Prompt: Reproduce the text below on neuroprotection in acute stroke, word for word and in full.

Text excerpt:
-- Opening Marker --

There is that useless word again;'neuroprotection', which gives no sense of urgency at all. Whereas the neuronal cascade of death sounds like something needing immediate attention. When your doctor says neuroprotection didn't work or we don't have anything that stops the neuronal cascade of death.
Which one is going to get relatives screaming about incompetency? Neuroprotection says nothing, so doctors can skate by without telling their patients and relatives they just let billions of neurons die. The stroke doctor code of silence means no one needs to know how fucking bad stroke recovery is. Except survivors finally figure out they are screwed since no one in stroke tells them anything useful about recovery.
Defining a Target Population to Effectively Test a Neuroprotective Drug
Abstract
Background and Purpose:
We aim to identify the subgroup of acute ischemic stroke patients with higher probabilities of benefiting from a potential neuroprotective drug using baseline outcome predictors and test whether different selection criteria strategies can improve detected treatment effect.
Methods:
We analyzed the association between final infarct volume (FIV), measured on 24- to 72-hour computed tomography, and National Institutes of Health Stroke Scale at discharge/day 5 of acute stroke patients who underwent endovascular treatment. Models were adjusted for age, sex, and affected hemisphere. We analyzed the impact of absolute (5–15 mL) and relative (33%) FIV reductions in the National Institutes of Health Stroke Scale in the whole population and in different subsets of patients selected according to baseline imaging criteria using computed tomography perfusion.
Results:
We analyzed 627 patients; association between FIV and 5-day National Institutes of Health Stroke Scale was best described with a quadratic function, with a regression coefficient β=1.56 ([95% CI, 1.45–1.67] P<0.001) in the adjusted analysis. In the models considering a fixed absolute (5/15 mL) FIV reduction, treatment effect was highest when patients with predicted larger FIV were excluded, whereas in a 33% FIV reduction model, treatment effect increased with the exclusion of patients with expected excellent outcomes.
Conclusions:
Patients either with excellent outcomes after endovascular thrombectomy or with large infarcts may dilute the treatment effect in stroke neuroprotective drug trials. (So you want to cherry pick your candidates? You do know the goal is 100% recovery for all?) Computed tomography perfusion on admission may help selecting adequate patients according to expected drug effect profile.

-- Closing Marker --

Given information:
-- Opening Marker --

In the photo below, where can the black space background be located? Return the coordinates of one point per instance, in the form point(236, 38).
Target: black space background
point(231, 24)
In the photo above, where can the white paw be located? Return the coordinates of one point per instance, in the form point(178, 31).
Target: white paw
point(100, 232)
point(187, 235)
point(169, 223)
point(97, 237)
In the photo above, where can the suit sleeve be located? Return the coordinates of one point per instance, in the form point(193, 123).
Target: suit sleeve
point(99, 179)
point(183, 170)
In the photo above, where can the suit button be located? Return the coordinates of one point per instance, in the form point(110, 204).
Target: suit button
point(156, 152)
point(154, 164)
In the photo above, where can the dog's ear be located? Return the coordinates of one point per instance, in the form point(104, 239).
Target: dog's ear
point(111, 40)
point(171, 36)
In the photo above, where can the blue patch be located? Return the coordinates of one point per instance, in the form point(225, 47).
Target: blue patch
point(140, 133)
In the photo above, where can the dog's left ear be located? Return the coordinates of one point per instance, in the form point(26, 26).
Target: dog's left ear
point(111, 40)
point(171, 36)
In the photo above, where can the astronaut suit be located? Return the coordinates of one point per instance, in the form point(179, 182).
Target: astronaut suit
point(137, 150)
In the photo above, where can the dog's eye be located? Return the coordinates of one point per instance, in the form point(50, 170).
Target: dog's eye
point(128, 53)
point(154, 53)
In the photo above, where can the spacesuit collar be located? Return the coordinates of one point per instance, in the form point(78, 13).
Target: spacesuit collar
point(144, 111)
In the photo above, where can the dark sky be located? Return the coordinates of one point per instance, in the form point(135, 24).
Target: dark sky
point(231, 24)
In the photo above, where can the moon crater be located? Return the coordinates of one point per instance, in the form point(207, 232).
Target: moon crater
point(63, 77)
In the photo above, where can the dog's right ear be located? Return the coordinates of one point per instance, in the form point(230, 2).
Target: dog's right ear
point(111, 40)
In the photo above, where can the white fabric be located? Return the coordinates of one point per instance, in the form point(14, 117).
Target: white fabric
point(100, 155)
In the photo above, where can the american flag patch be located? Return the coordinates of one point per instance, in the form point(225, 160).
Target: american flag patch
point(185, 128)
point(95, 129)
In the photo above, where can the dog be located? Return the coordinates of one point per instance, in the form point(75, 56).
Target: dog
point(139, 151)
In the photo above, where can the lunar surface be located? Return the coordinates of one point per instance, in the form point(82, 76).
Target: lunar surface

-- Closing Marker --

Solution to this problem:
There is that useless word again;'neuroprotection', which gives no sense of urgency at all. Whereas the neuronal cascade of death sounds like something needing immediate attention. When your doctor says neuroprotection didn't work or we don't have anything that stops the neuronal cascade of death.
Which one is going to get relatives screaming about incompetency? Neuroprotection says nothing, so doctors can skate by without telling their patients and relatives they just let billions of neurons die. The stroke doctor code of silence means no one needs to know how fucking bad stroke recovery is. Except survivors finally figure out they are screwed since no one in stroke tells them anything useful about recovery.
Defining a Target Population to Effectively Test a Neuroprotective Drug
Abstract
Background and Purpose:
We aim to identify the subgroup of acute ischemic stroke patients with higher probabilities of benefiting from a potential neuroprotective drug using baseline outcome predictors and test whether different selection criteria strategies can improve detected treatment effect.
Methods:
We analyzed the association between final infarct volume (FIV), measured on 24- to 72-hour computed tomography, and National Institutes of Health Stroke Scale at discharge/day 5 of acute stroke patients who underwent endovascular treatment. Models were adjusted for age, sex, and affected hemisphere. We analyzed the impact of absolute (5–15 mL) and relative (33%) FIV reductions in the National Institutes of Health Stroke Scale in the whole population and in different subsets of patients selected according to baseline imaging criteria using computed tomography perfusion.
Results:
We analyzed 627 patients; association between FIV and 5-day National Institutes of Health Stroke Scale was best described with a quadratic function, with a regression coefficient β=1.56 ([95% CI, 1.45–1.67] P<0.001) in the adjusted analysis. In the models considering a fixed absolute (5/15 mL) FIV reduction, treatment effect was highest when patients with predicted larger FIV were excluded, whereas in a 33% FIV reduction model, treatment effect increased with the exclusion of patients with expected excellent outcomes.
Conclusions:
Patients either with excellent outcomes after endovascular thrombectomy or with large infarcts may dilute the treatment effect in stroke neuroprotective drug trials. (So you want to cherry pick your candidates? You do know the goal is 100% recovery for all?) Computed tomography perfusion on admission may help selecting adequate patients according to expected drug effect profile.